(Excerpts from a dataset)
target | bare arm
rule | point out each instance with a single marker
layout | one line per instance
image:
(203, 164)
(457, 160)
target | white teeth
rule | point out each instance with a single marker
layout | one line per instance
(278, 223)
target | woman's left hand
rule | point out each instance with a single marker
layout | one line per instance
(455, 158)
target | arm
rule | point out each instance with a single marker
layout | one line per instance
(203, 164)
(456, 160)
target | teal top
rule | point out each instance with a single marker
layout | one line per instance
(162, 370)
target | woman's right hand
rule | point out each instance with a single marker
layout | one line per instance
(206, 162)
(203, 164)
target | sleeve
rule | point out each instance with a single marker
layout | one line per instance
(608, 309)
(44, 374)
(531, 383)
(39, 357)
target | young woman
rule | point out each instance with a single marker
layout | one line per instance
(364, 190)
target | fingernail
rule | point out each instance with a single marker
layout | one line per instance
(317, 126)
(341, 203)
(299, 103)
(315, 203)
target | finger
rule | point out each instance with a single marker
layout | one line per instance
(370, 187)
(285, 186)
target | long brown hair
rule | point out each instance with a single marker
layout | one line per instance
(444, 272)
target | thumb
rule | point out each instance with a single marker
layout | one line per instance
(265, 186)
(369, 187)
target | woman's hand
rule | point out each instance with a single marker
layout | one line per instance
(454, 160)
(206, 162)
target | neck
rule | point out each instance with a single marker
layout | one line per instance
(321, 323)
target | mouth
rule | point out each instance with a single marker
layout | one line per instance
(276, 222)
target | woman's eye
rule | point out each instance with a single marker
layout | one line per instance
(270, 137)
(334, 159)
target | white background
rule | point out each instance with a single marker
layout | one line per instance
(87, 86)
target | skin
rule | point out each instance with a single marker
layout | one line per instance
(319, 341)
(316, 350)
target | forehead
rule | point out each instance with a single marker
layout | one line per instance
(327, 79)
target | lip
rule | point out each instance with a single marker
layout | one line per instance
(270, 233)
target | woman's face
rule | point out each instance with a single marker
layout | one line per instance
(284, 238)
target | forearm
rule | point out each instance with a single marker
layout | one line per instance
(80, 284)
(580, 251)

## Task objective
Set down the records once more, character for character.

## Result of this task
target | bare arm
rule | point out each instance with a single marker
layout | one line per instance
image:
(203, 164)
(457, 160)
target | white teeth
rule | point out each instance with a single marker
layout | one line per instance
(278, 223)
target | woman's left hand
rule | point out each instance with a single marker
layout | one line per instance
(455, 158)
target | arm
rule | point out each instance with a single marker
layout | one line per instance
(203, 164)
(456, 160)
target | teal top
rule | point out each instance with a single marker
layout | one line per instance
(162, 370)
target | woman's right hand
rule | point out each instance with a single marker
layout | one line per instance
(206, 162)
(203, 164)
target | sleeve
rule | point out each instance with a single marker
layout | one line per instance
(608, 309)
(44, 374)
(531, 383)
(39, 357)
target | young woman
rule | point out each instance with a single marker
layout | one line per instance
(364, 190)
target | fingernail
rule | point out each instance with a single marker
layout | one line per instance
(317, 126)
(341, 203)
(299, 103)
(315, 203)
target | finger
rule | point out each instance with a single marker
layout | one line per instance
(370, 187)
(285, 186)
target | long brown hair
rule | point out each instance with a single marker
layout | one line per instance
(444, 272)
target | thumb
rule | point out each instance with a single marker
layout | one line per instance
(265, 186)
(369, 187)
target | woman's hand
rule | point out each instance with a single marker
layout | one line per instance
(454, 160)
(206, 162)
target | neck
rule | point out each instance with a single marker
layout | one line per instance
(321, 323)
target | mouth
rule | point out each instance with a single marker
layout | one line per instance
(276, 222)
target | woman's eye
rule | point out each instance with a single marker
layout | one line per instance
(270, 137)
(334, 159)
target | white background
rule | point out each instance with a single marker
layout | one line per instance
(87, 86)
target | skin
rule | point out each instance with a single marker
layout | one line per instance
(319, 341)
(316, 350)
target | forehead
rule | point out each instance with a single marker
layout | one line per instance
(327, 79)
target | lip
rule | point out each instance with a single marker
layout | one line per instance
(270, 233)
target | woman's face
rule | point out each instance with a single marker
layout | one line per instance
(284, 238)
target | forearm
rule | point out each instance with a single marker
layout | one line per instance
(80, 284)
(580, 251)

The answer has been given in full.